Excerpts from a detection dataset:

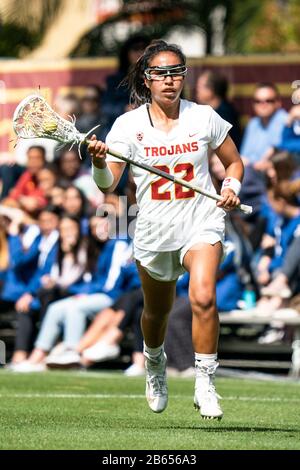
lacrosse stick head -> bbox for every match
[13,95,86,145]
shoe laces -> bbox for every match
[206,383,222,402]
[148,375,167,396]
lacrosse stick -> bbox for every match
[13,95,252,214]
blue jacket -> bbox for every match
[278,126,300,153]
[68,240,128,295]
[266,208,300,272]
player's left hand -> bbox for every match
[217,188,241,211]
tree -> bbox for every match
[0,0,64,57]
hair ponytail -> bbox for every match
[122,39,186,107]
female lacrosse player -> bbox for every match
[89,41,243,419]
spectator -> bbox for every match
[257,181,300,286]
[76,85,109,156]
[55,148,103,207]
[11,213,128,372]
[240,83,287,218]
[196,70,241,149]
[0,163,26,200]
[12,214,87,371]
[241,83,287,170]
[50,184,68,210]
[278,104,300,155]
[54,93,80,121]
[3,146,47,214]
[36,163,57,202]
[102,34,150,129]
[62,185,88,235]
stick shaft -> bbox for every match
[86,142,252,214]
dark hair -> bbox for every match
[38,204,61,217]
[201,70,228,100]
[57,212,86,274]
[123,40,186,106]
[27,145,46,160]
[255,82,280,98]
[119,33,150,75]
[86,218,106,273]
[39,162,58,178]
[65,184,88,218]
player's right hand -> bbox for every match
[88,134,108,167]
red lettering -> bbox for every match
[183,143,191,153]
[168,145,174,155]
[192,142,199,152]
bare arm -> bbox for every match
[215,136,244,210]
[88,135,126,193]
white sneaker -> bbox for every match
[82,341,121,362]
[257,328,285,344]
[194,366,223,420]
[46,349,80,369]
[10,361,47,373]
[145,351,168,413]
[124,364,145,377]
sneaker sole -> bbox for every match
[194,403,223,421]
[47,362,80,369]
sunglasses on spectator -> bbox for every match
[253,98,277,104]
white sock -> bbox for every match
[195,352,219,373]
[144,341,164,360]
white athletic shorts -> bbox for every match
[133,229,225,282]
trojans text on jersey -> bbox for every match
[144,142,199,157]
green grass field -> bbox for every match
[0,370,300,450]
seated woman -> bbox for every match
[12,216,128,372]
[11,214,87,371]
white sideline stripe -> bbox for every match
[0,393,300,403]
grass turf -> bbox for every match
[0,370,300,450]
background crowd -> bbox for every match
[0,36,300,375]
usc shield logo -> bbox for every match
[136,132,144,142]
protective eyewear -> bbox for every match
[145,64,187,80]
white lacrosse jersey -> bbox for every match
[106,100,232,251]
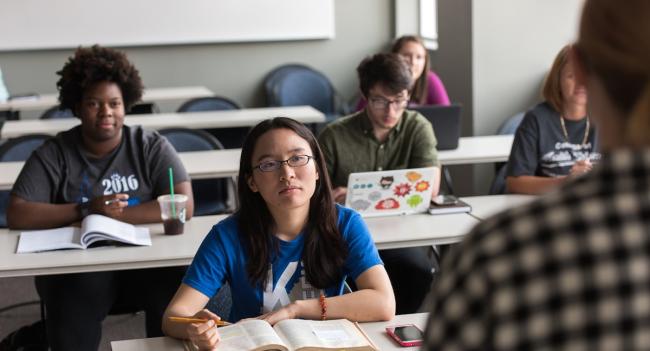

• **WHAT TO WORK ON**
Reproduce every line of the records above without any changes, omitting the pictures.

• **EXERCISE RESULT**
lacrosse stick head -> bbox for every match
[13,95,86,145]
shoe laces -> bbox for every match
[206,383,222,402]
[148,375,167,396]
lacrosse stick -> bbox for every match
[13,95,252,214]
blue jacket -> bbox for every match
[278,126,300,153]
[68,240,128,295]
[266,208,300,272]
player's left hand -> bbox for every match
[217,188,241,211]
tree -> bbox for every match
[0,0,64,57]
hair ponytail -> bbox for every match
[122,39,186,107]
female lacrosse player -> bbox for every match
[89,41,243,419]
spectator -> bbox for every match
[257,181,300,286]
[76,85,109,156]
[55,148,103,207]
[11,213,128,372]
[240,83,287,218]
[196,70,241,149]
[0,163,26,200]
[12,214,87,371]
[241,83,287,170]
[50,184,68,210]
[278,104,300,155]
[54,93,80,121]
[3,146,47,214]
[36,163,57,202]
[102,34,150,129]
[62,185,88,235]
stick shaft -> bbox for every match
[86,142,252,214]
dark hair -> bbox for every match
[38,204,61,217]
[201,70,228,100]
[57,212,86,274]
[123,40,186,106]
[27,145,46,160]
[255,82,280,98]
[119,33,150,75]
[86,218,106,273]
[39,162,58,178]
[65,184,88,218]
player's right hand -> bbox for every match
[88,134,108,167]
red lettering -> bbox for every match
[183,143,191,153]
[168,145,174,155]
[192,142,199,152]
bare arm -> bbox for every match
[215,136,244,210]
[88,135,126,193]
white sneaker -> bbox for every match
[82,341,121,362]
[257,328,285,344]
[194,366,223,420]
[46,349,80,369]
[10,361,47,373]
[145,351,168,413]
[124,364,145,377]
sneaker sole -> bbox for every match
[194,403,223,421]
[47,362,80,369]
sunglasses on spectator -> bbox for every match
[253,98,277,104]
white sock -> bbox for every match
[195,352,219,373]
[144,341,164,360]
white athletic shorts -> bbox for every match
[133,229,225,282]
trojans text on jersey -> bbox for every match
[144,142,199,157]
green grass field -> bbox for every match
[0,370,300,450]
seated woman -> bbox for every match
[12,216,128,372]
[11,214,87,371]
white sideline stripe -> bbox for every match
[0,393,300,403]
grass turf -> bbox for every match
[0,370,300,450]
background crowd -> bbox for every match
[0,36,300,375]
usc shield logo -> bbox for every match
[136,132,144,142]
protective eyewear -> bbox for every match
[145,64,187,80]
white lacrosse jersey -> bbox for every match
[106,100,232,251]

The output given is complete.